◆ Required work: Recast every line of the rows below as a Markdown table with two columns, No. for a running line number and Text for the line itself. Skip blank lines and leave the pictures out.
>> START Supplied material
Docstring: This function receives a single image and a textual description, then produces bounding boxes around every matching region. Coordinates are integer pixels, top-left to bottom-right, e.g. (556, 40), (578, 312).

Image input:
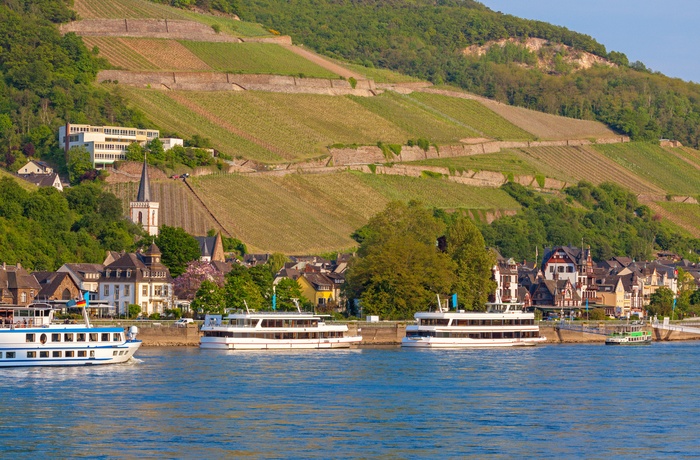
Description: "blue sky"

(479, 0), (700, 83)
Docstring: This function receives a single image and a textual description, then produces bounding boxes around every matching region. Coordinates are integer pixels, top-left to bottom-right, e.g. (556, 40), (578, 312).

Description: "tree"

(275, 278), (306, 311)
(66, 146), (95, 185)
(190, 280), (226, 315)
(445, 216), (496, 310)
(649, 286), (673, 316)
(344, 202), (456, 319)
(154, 225), (201, 277)
(127, 303), (141, 318)
(224, 271), (270, 310)
(126, 142), (144, 161)
(173, 260), (224, 300)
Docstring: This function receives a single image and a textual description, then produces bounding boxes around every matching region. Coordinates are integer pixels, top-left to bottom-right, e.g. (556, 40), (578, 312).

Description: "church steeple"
>> END Supplied material
◆ Response to this task:
| No. | Text |
|---|---|
| 1 | Docstring: This function receives a single image and a textual description, then produces bounding boxes around every matching region. Coordinates are integer pixels, top-left to bottom-right, e.g. (556, 40), (578, 312). |
| 2 | Image input: |
| 3 | Description: "blue sky" |
| 4 | (479, 0), (700, 83) |
| 5 | Docstring: This function receives a single image and a textual description, then produces bounding boxes around every matching region. Coordinates are integer pixels, top-left to bottom-right, e.g. (556, 40), (578, 312). |
| 6 | Description: "tree" |
| 7 | (275, 278), (306, 311) |
| 8 | (66, 146), (95, 185) |
| 9 | (190, 280), (226, 315) |
| 10 | (445, 216), (496, 310) |
| 11 | (649, 286), (673, 316) |
| 12 | (344, 202), (456, 319) |
| 13 | (154, 225), (201, 277) |
| 14 | (127, 303), (141, 318) |
| 15 | (224, 271), (270, 310) |
| 16 | (126, 142), (144, 161) |
| 17 | (173, 260), (224, 300) |
| 18 | Docstring: This function receives a single image and a textual description, then produces bounding boxes around every matching region. Coordinates are integer pixels, top-left to bottom-right, e.g. (556, 40), (578, 312). |
| 19 | Description: "church steeple" |